PAGE TEXT →

-- Opening Marker --

Interbeat interval detection

One of the inputs to the sleep staging classification algorithm is a time series of IHR during the resting period (the IHR values outside the resting period are simply set to 0). Besides offering a detailed representation of cardiac activity, using IHR has the advantage of providing a layer of abstraction from the type of cardiac sensor (PPG, ECG) and sampling frequency used for data acquisition, provided that the signal can be used to reliably and accurate localize individual heart beats. This technique effectively enabled us to enrich our training set beyond only datasets with simultaneous recording of PPG and PSG (which are not abundantly available) and include PSG acquisitions where ECG is available.

-- Closing Marker --

EXERCISE DATA →
-- Opening Marker --

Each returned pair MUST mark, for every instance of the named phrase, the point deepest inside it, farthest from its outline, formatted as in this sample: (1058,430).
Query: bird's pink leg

-- Closing Marker --

EXERCISE 1 →
Answer these from the interbeat interval detection text:
(a) What value is given to IHR values outside the resting period?
(b) Which two types of cardiac sensor are named?
(c) Which PSG acquisitions did the technique allow into the training set?
EXERCISE 2 →
Set down, word for word, the part of the interbeat interval detection text starting at "One of the inputs" and ending at "ECG is available.".
EXERCISE 3 →
Take the interbeat interval detection text further, beginning after its last sentence.

RESPONSE BOX 1 →
(a) 0
(b) PPG and ECG
(c) Those where ECG is available

RESPONSE BOX 2 →
One of the inputs to the sleep staging classification algorithm is a time series of IHR during the resting period (the IHR values outside the resting period are simply set to 0). Besides offering a detailed representation of cardiac activity, using IHR has the advantage of providing a layer of abstraction from the type of cardiac sensor (PPG, ECG) and sampling frequency used for data acquisition, provided that the signal can be used to reliably and accurate localize individual heart beats. This technique effectively enabled us to enrich our training set beyond only datasets with simultaneous recording of PPG and PSG (which are not abundantly available) and include PSG acquisitions where ECG is available.

RESPONSE BOX 3 →
IHR was calculated from the PPG signal by first detecting the location of individual beats (pulses) using an algorithm described in detail in earlier work15. In short, pulses are detected by identifying fiducial points (troughs) in the waveform, determined as the points where the first derivative crosses zero towards a positive value. Given the susceptible nature of PPG to the presence of motion artifacts, and to minimize the impact of inaccurate pulse detections, the maximum magnitude of acceleration measured with the accompanying accelerometer, was assessed every second. Local minima occurring during periods where a threshold of 0.1 g was exceeded were discarded. The time interval between consecutive PPG fiducial points was then used to represent the interbeat interval (IBI) time series. This time series was finally resampled to a fixed sampling frequency of 10 Hz, inverted and multiplied by 60 to obtain a representation of IHR (in beats per minute, bpm).

In the SIESTA and the Somnolyzer validation studies, all part of the training set, wrist-worn PPG data is not available. In the case of these recordings (which are used only for training) IHR was obtained after detecting heart beats with a QRS detector16, followed by a post-processing localization algorithm17. IHR was calculated in a similar manner as for PPG.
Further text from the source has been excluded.